> [Written task] Reproduce all of the records below, substituting "one point for each instance" for every occurrence of "one point per instance" and leaving everything else unchanged. Omit the pictures from your answer.

> [Supplied data]

● ● ●

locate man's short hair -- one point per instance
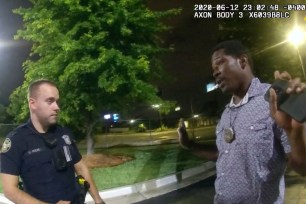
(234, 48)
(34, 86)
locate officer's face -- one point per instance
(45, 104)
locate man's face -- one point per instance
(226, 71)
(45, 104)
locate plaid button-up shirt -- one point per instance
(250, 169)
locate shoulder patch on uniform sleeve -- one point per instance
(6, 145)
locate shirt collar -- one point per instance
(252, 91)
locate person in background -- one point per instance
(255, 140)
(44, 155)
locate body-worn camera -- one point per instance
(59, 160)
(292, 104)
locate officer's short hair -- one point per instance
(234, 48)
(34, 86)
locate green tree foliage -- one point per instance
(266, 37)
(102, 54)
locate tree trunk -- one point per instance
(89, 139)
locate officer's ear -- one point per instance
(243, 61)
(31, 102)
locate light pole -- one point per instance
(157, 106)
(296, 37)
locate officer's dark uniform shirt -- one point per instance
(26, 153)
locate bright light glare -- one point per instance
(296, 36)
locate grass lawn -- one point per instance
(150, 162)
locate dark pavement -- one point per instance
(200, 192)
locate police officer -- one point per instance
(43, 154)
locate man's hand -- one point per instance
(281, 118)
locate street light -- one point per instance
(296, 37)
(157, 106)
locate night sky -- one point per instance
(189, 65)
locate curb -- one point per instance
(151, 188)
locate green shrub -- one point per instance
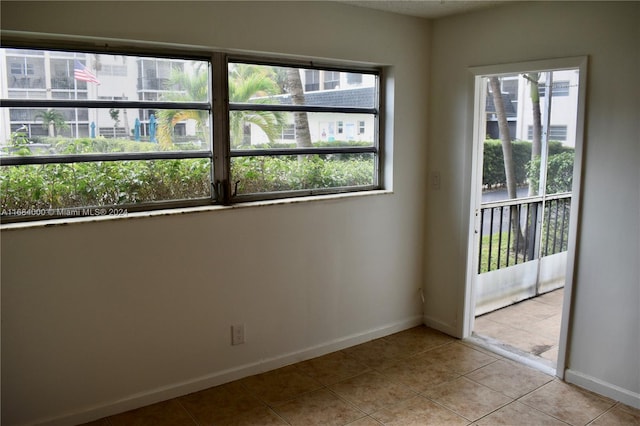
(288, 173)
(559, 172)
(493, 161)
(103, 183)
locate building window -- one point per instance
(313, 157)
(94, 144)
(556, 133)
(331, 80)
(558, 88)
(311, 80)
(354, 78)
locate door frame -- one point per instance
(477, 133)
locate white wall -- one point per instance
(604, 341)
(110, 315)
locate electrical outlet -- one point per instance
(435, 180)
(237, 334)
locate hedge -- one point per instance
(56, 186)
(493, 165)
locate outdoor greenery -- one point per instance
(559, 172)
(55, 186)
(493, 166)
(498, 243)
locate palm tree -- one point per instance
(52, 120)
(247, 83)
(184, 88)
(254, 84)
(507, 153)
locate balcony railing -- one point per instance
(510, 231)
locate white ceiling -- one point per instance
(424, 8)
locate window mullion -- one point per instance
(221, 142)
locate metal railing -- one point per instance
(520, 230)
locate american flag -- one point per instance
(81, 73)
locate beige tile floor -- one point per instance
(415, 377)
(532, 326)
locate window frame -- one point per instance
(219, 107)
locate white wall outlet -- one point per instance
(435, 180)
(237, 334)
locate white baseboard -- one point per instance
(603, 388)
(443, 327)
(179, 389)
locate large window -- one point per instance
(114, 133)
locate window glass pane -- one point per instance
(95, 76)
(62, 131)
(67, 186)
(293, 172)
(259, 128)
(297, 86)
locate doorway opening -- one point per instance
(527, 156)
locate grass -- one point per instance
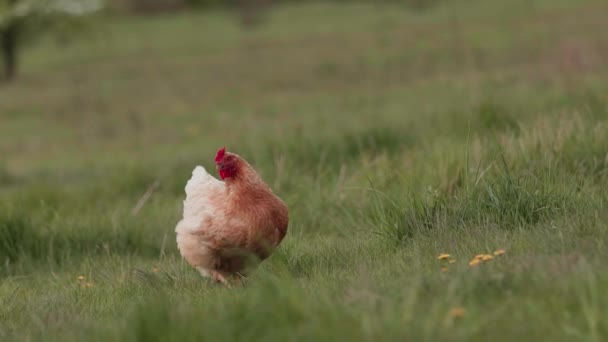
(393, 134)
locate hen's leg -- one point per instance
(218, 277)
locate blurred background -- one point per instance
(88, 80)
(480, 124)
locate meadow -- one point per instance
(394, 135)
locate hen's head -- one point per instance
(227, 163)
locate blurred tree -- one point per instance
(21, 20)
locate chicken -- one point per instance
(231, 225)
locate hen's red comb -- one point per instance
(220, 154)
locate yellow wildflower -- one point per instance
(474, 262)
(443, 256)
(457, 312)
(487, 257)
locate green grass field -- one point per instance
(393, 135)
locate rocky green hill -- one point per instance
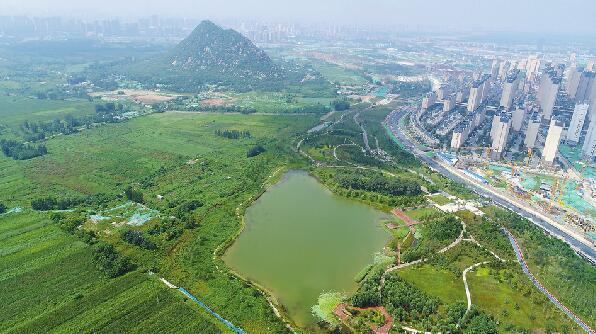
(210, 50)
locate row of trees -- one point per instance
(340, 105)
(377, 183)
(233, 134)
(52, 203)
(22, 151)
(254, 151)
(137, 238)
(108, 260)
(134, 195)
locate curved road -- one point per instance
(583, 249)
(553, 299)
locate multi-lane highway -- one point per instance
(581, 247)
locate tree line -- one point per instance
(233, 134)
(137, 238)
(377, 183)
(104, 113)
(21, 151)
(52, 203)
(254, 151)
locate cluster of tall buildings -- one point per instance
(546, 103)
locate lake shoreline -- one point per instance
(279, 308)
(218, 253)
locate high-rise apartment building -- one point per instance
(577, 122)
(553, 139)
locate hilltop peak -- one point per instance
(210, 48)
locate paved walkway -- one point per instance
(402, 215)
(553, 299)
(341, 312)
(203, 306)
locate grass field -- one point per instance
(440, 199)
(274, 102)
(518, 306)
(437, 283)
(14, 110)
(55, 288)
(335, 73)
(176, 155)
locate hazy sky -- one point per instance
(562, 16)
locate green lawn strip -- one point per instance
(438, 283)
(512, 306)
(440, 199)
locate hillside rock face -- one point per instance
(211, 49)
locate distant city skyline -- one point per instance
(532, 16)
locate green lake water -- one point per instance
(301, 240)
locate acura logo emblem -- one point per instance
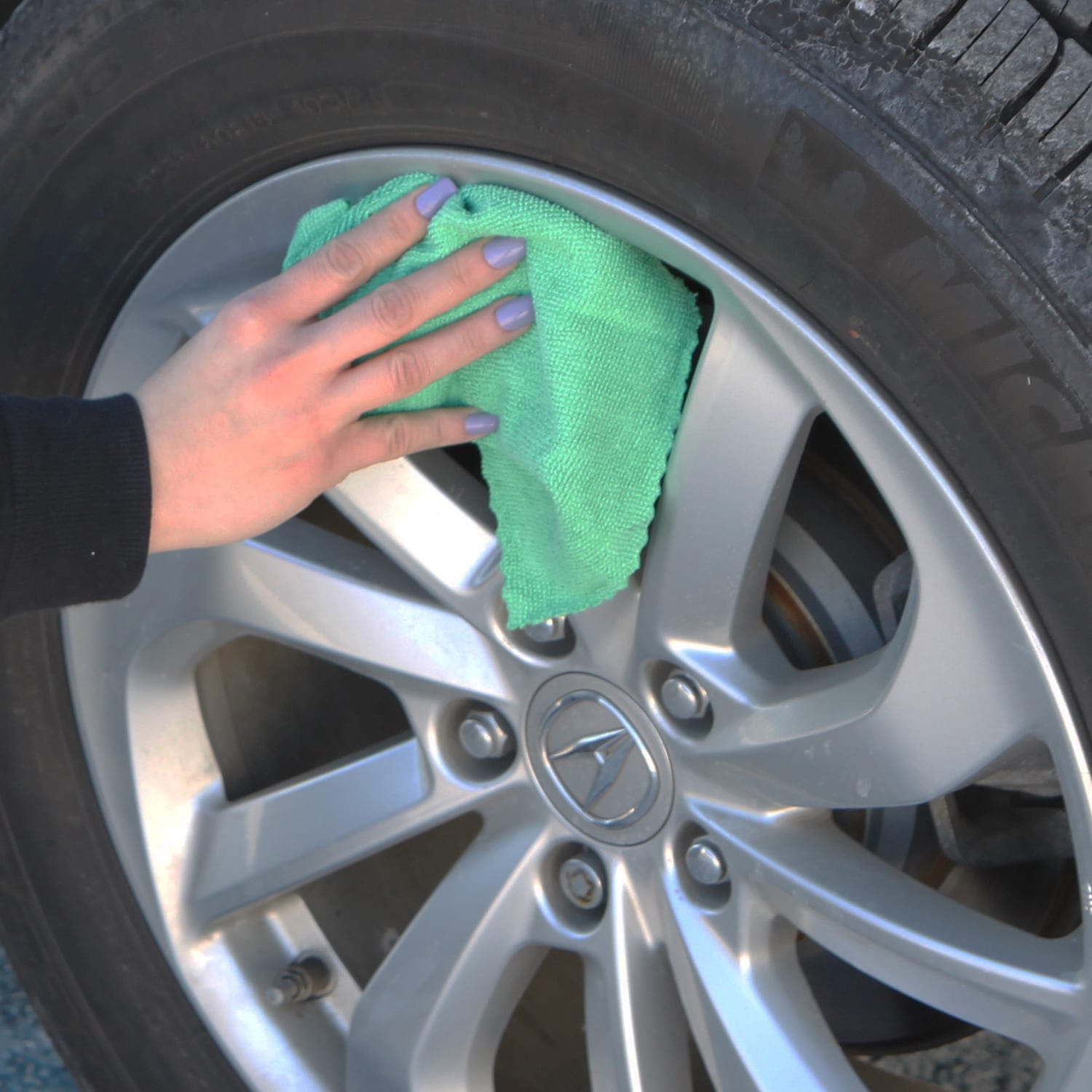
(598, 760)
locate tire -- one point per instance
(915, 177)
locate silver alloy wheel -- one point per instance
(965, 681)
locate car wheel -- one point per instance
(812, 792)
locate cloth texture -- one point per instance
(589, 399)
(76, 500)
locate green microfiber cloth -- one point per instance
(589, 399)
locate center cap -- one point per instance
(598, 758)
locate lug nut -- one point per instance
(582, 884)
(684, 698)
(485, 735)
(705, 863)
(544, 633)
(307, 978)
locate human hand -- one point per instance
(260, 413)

● ● ●

> [The completed task]
locate man's short hair -- one point for each instance
(234, 48)
(34, 86)
locate officer's face -- one point for each instance
(45, 104)
locate man's face -- one point for each instance
(226, 71)
(45, 104)
locate plaid button-up shirt -- one point for each instance
(250, 169)
locate shoulder patch on uniform sleeve -- one point for each instance
(6, 145)
locate shirt collar -- one point for each instance
(252, 91)
locate person in background -- one point for each instance
(255, 140)
(44, 155)
locate body-worn camera -- one point for each instance
(59, 160)
(292, 104)
locate officer's short hair -- one point for each instance
(234, 48)
(34, 86)
locate green tree foliage -- one point for each instance
(266, 37)
(102, 54)
locate tree trunk -- one point for each instance
(89, 139)
locate officer's ear -- one point for each instance
(243, 61)
(31, 102)
locate light pole -- one point for each instance
(157, 106)
(296, 37)
locate officer's dark uniform shirt -- one point for each instance
(26, 153)
locate bright light glare -- one point for each instance
(296, 36)
locate grass lawn -- one point for each instance
(150, 162)
locate dark pavement -- one point for each instance
(200, 192)
locate police officer -- one point for each instance
(43, 154)
locate man's hand -- one point for each instance
(281, 118)
locate street light -- one point for each instance
(296, 37)
(157, 106)
locate night sky -- one point for each instance
(189, 65)
locate curb -- one point for each instance
(151, 188)
locate green shrub -- one point for each instance
(288, 173)
(559, 172)
(493, 161)
(103, 183)
locate building window -- one point for each instance
(313, 157)
(94, 144)
(556, 133)
(331, 80)
(558, 88)
(311, 80)
(354, 78)
locate door frame -- one point for each instance
(477, 133)
locate white wall -- one point for each instance
(604, 341)
(110, 315)
locate electrical outlet -- one point for each instance
(435, 180)
(237, 334)
locate hedge -- one point for each instance
(56, 186)
(493, 165)
locate outdoor greenery -- one point for each instance
(559, 172)
(55, 186)
(493, 166)
(498, 243)
locate palm tree -- one point for each instance
(52, 120)
(247, 83)
(184, 88)
(254, 84)
(507, 153)
locate balcony railing -- one point for each instance
(510, 231)
locate white ceiling -- one point for each instance
(424, 8)
locate window mullion -- one point for each instance
(221, 142)
locate metal railing -- one point for each instance
(520, 230)
locate american flag -- one point for each instance
(81, 73)
locate beige tile floor -- one point for each instance
(415, 377)
(532, 326)
locate window frame -- one point for each instance
(219, 107)
locate white wall outlet -- one point for each instance
(435, 180)
(237, 334)
locate white baseboard -- one point for each instance
(603, 388)
(443, 327)
(179, 389)
locate large window -- one point for each instance
(114, 133)
locate window glass pane -- one point for each instance
(95, 76)
(62, 131)
(67, 186)
(293, 172)
(259, 128)
(297, 86)
locate doorway opening -- one point for each instance
(527, 156)
locate grass -- one point for each instance
(393, 134)
locate hen's leg -- one point for each instance
(218, 277)
locate blurred background -- one point for each instance
(88, 80)
(480, 124)
locate meadow -- one point for each instance
(394, 135)
locate hen's head -- one point for each instance
(227, 163)
locate blurred tree -- one point for each instance
(21, 20)
locate chicken -- one point for each instance
(231, 225)
locate hen's red comb -- one point for each instance
(220, 154)
locate yellow wildflower -- one point for each instance
(474, 262)
(443, 256)
(457, 312)
(487, 257)
locate green grass field -- one point for each instance
(393, 135)
locate rocky green hill -- one point for each instance
(210, 50)
locate row of trees -- one point for each instance
(340, 105)
(377, 183)
(233, 134)
(52, 203)
(22, 151)
(254, 151)
(137, 238)
(108, 260)
(134, 195)
locate curved road -- one point for each instance
(583, 249)
(553, 299)
locate multi-lane highway -- one point for each instance
(581, 247)
locate tree line -- one point for each instance
(233, 134)
(137, 238)
(377, 183)
(104, 113)
(21, 151)
(52, 203)
(254, 151)
locate cluster of tall buildings -- one point for each instance
(546, 103)
locate lake shoreline -- one point for each instance
(279, 308)
(218, 253)
locate high-rise apartment building -- one point for each instance
(577, 122)
(553, 139)
locate hilltop peak -- one point for each instance
(210, 48)
locate paved walkway -- one point for each instance
(402, 215)
(553, 299)
(341, 312)
(203, 306)
locate grass field -- one point for each instance
(440, 199)
(274, 102)
(518, 306)
(437, 283)
(14, 110)
(55, 288)
(335, 73)
(176, 155)
locate hazy sky -- one point for each instance
(562, 16)
locate green lawn strip -- one point for each instance
(438, 283)
(512, 306)
(440, 199)
locate hillside rock face -- one point for each instance
(211, 49)
locate distant city skyline -- one point for each instance
(532, 16)
locate green lake water -- one point for each instance
(301, 240)
locate acura logo emblem -- one point for each instance
(598, 760)
locate tire -- one point for each instance
(915, 177)
locate silver alloy wheel -- one point for each instance
(965, 681)
locate car wheel -- one point for each instance
(812, 792)
locate cloth texture -- one point for each instance
(589, 399)
(76, 500)
locate green microfiber cloth -- one point for each instance
(589, 399)
locate center cap -- one point for each instance
(598, 758)
locate lug nut -- one point for each instance
(582, 884)
(684, 698)
(485, 735)
(705, 863)
(544, 633)
(307, 978)
locate human hand -- one point for each instance
(260, 413)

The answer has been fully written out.